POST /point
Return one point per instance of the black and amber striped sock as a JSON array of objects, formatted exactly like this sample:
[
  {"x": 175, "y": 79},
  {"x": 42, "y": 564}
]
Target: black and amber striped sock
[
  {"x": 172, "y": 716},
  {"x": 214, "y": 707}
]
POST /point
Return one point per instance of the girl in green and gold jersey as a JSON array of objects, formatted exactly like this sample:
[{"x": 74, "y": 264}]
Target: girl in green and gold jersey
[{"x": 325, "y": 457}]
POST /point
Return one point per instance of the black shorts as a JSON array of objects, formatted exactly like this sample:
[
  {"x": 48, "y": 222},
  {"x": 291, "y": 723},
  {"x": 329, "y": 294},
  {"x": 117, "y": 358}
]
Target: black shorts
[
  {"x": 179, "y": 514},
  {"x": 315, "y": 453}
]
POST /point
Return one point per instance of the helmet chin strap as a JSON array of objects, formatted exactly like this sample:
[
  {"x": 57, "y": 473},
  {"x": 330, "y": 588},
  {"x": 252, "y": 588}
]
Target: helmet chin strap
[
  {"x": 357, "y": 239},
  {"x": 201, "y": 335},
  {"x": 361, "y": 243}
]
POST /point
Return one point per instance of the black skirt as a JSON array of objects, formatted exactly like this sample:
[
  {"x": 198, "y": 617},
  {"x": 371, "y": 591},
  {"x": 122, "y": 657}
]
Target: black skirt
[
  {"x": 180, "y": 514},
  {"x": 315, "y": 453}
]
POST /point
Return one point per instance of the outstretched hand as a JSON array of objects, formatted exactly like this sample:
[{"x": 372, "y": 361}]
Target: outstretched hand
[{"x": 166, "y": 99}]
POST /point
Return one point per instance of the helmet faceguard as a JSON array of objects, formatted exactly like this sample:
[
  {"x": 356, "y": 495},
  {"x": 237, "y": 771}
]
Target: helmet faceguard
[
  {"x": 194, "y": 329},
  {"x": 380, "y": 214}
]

___

PROBLEM REQUIREMENTS: Line by line, output the records exactly as given.

RESPONSE TO THE EXERCISE:
POST /point
Return one point per instance of the black and amber striped sock as a JSON array of objects, formatted exactly like this sample:
[
  {"x": 175, "y": 79},
  {"x": 42, "y": 564}
]
Target: black and amber striped sock
[
  {"x": 172, "y": 716},
  {"x": 214, "y": 707}
]
POST /point
Return one point per instance of the girl in green and gold jersey as a JSON array of objects, formatted exactly like this sample:
[{"x": 74, "y": 264}]
Target: girl in green and gold jersey
[{"x": 325, "y": 457}]
POST /point
Return one point per instance of the black shorts as a JSON array of objects, formatted exactly like this sample:
[
  {"x": 48, "y": 222},
  {"x": 291, "y": 723},
  {"x": 329, "y": 294},
  {"x": 117, "y": 358}
]
Target: black shorts
[
  {"x": 179, "y": 514},
  {"x": 315, "y": 453}
]
POST /point
Return one point per instance of the helmet chin strap as a JSON array of objects, formatted exactly like this sample:
[
  {"x": 57, "y": 473},
  {"x": 330, "y": 588},
  {"x": 252, "y": 588}
]
Target: helmet chin strap
[
  {"x": 357, "y": 239},
  {"x": 201, "y": 335},
  {"x": 361, "y": 243}
]
POST /point
Return one point per instance of the black skirt as a JSON array of objects, formatted exactly like this sample:
[
  {"x": 198, "y": 617},
  {"x": 371, "y": 591},
  {"x": 122, "y": 657}
]
Target: black skirt
[
  {"x": 180, "y": 514},
  {"x": 315, "y": 453}
]
POST /point
Return one point per instance of the outstretched hand as a JSON array of objects, formatted exactly like this sample:
[{"x": 372, "y": 361}]
Target: outstretched hand
[{"x": 166, "y": 99}]
POST /point
Return one point per instance of the helmet faceguard as a JSON array of objects, formatted exactly like this sample:
[
  {"x": 356, "y": 495},
  {"x": 237, "y": 771}
]
Target: helmet faceguard
[
  {"x": 194, "y": 329},
  {"x": 380, "y": 214}
]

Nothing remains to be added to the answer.